文書抜粋 →
········

脚注2 データベース構成情報のデフォルト収集時間は12時間です。
脚注3 詳細は、この章の「クライアント構成」を参照してください。
脚注4 詳細は、この章の「エンタープライズ構成」を参照してください。
Grid Controlを使用すると、ホスト、データベース、アプリケーション、サーバー、クライアントなどのターゲットに次の操作を実行できます。
最後に収集および保存された構成の表示
構成ファイルまたは管理リポジトリへの構成の保存
収集済構成データの検索
構成変更の履歴の表示
構成の比較(詳細は、この章の「構成の比較」を参照)

········

保存データ →
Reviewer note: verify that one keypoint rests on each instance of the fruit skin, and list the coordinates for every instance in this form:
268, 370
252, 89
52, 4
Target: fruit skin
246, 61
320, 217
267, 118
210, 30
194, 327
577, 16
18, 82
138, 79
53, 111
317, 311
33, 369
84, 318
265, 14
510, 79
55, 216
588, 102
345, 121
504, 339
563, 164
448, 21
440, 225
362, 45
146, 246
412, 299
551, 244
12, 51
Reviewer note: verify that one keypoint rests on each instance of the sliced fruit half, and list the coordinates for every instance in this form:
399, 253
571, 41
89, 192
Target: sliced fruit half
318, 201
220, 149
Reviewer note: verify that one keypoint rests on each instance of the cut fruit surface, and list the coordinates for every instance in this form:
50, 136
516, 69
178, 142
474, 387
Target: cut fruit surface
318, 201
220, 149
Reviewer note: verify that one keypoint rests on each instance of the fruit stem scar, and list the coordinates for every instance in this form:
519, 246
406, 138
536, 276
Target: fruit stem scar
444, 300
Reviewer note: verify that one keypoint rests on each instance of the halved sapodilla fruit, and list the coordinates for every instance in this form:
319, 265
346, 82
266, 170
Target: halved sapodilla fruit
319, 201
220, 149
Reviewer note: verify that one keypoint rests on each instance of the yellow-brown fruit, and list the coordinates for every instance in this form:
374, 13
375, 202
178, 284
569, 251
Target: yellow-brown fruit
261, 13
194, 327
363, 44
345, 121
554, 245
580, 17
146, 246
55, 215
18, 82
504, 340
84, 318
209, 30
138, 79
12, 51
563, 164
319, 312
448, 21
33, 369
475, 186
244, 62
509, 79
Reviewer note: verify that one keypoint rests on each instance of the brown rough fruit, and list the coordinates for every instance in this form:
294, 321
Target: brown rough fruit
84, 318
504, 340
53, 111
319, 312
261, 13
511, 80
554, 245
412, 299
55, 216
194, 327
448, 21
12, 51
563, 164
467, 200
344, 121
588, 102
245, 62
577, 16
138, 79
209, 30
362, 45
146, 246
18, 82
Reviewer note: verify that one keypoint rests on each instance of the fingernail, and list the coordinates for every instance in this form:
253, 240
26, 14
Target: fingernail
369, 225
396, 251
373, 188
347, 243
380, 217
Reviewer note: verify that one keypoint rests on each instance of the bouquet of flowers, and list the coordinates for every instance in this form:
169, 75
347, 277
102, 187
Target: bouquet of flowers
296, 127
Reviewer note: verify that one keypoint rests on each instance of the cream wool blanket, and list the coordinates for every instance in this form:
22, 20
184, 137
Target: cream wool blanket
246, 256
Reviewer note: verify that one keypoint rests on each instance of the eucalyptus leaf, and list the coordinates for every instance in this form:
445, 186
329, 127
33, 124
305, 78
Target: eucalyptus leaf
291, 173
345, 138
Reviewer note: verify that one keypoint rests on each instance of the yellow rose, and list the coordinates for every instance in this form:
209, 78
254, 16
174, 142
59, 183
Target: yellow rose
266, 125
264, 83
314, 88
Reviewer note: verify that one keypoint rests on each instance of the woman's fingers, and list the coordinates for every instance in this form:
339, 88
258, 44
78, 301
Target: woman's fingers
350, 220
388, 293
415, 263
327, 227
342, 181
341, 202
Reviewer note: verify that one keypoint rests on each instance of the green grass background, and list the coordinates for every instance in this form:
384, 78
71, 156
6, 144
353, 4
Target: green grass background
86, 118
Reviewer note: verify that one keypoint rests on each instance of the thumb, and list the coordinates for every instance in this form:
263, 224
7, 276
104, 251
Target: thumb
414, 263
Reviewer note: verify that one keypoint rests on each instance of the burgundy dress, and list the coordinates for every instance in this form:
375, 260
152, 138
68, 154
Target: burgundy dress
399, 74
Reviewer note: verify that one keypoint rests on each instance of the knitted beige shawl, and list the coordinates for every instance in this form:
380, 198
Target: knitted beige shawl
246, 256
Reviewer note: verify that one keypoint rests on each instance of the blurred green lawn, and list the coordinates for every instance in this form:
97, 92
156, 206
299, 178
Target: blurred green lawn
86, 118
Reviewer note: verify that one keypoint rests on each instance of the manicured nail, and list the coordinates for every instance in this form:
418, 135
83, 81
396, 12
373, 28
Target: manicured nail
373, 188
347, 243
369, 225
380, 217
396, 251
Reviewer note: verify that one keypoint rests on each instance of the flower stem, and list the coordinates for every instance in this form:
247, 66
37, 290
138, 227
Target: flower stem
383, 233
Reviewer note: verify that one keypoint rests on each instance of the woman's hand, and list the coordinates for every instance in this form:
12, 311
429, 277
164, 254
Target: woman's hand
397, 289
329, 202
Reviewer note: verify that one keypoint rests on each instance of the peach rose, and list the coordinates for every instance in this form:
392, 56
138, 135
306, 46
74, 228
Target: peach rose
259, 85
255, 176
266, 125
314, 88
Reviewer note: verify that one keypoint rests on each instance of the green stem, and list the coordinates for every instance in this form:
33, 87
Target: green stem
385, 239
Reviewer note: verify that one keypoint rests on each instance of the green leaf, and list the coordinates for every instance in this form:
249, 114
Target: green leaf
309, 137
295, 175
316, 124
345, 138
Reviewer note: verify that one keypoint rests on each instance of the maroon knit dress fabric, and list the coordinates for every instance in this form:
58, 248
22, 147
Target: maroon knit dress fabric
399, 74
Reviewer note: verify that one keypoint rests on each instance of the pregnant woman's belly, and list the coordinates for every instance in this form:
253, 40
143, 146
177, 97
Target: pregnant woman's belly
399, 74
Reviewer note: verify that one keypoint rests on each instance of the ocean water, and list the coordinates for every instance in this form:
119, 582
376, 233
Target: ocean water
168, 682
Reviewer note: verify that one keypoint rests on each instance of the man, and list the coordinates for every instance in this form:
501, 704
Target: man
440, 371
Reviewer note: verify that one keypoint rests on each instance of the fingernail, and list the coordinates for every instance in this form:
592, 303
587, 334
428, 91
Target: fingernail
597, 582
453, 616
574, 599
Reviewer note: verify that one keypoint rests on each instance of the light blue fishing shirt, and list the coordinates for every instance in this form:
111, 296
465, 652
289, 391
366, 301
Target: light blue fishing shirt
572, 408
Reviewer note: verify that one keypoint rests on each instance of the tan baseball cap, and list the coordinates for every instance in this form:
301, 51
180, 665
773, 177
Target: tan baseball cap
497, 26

········

指示 1 → Grid Controlの構成管理に関する抜粋から、「Grid Controlを使」から「構成の比較(詳細は、この章の「構成の比較」を参照)」までの部分をそのまま出力してください。
指示 2 →
Grid Controlの構成管理に関する抜粋に基づき、次の問いに答えてください。
(a) データベース構成情報のデフォルト収集時間は何時間ですか。
(b) 「エンタープライズ構成」の参照を示しているのは何番の脚注ですか。
(c) 操作の対象となるターゲットとして挙げられているものは何ですか。
指示 3 → Grid Controlの構成管理に関する抜粋について、最後の文の後に続く部分を書き進めてください。

回答 1 →
Grid Controlを使用すると、ホスト、データベース、アプリケーション、サーバー、クライアントなどのターゲットに次の操作を実行できます。
最後に収集および保存された構成の表示
構成ファイルまたは管理リポジトリへの構成の保存
収集済構成データの検索
構成変更の履歴の表示
構成の比較(詳細は、この章の「構成の比較」を参照)

回答 2 →
(a) 12時間です。
(b) 脚注4です。
(c) ホスト、データベース、アプリケーション、サーバー、クライアントです。

回答 3 →
表4-2 各種ターゲットの構成の表示
ターゲット・タイプ | 構成を表示する手順 |
---|---|
ホスト |
そのホストのホームページで、「構成」サブタブをクリックします。 |
データベース |
データベースのホームページで、「メンテナンス」サブタブをクリックし、次に「ソフトウェアのデプロイ」、「構成」で「最新の構成情報」リンクをクリックします。 |
アプリケーション・サーバー |
アプリケーション・サーバーのホームページで、「管理」サブタブをクリックし、次に「構成」で「最新の構成情報」リンクをクリックします。 |
クライアント |
「デプロイ」タブで、「クライアント構成」リンクをクリックします。 |
エンタープライズ |
「デプロイ」タブで、「デプロイ・サマリー」にある「表示」リストからサマリー・ビューを選択します。サマリー・ビューは、表4-3を参照してください。 |
Grid Controlにより、同じターゲット・タイプの構成間で比較を実行するツールが提供されます。これらの比較は、2つ以上の構成間の相違を迅速に検出する場合に有効です。
次のような比較ができます。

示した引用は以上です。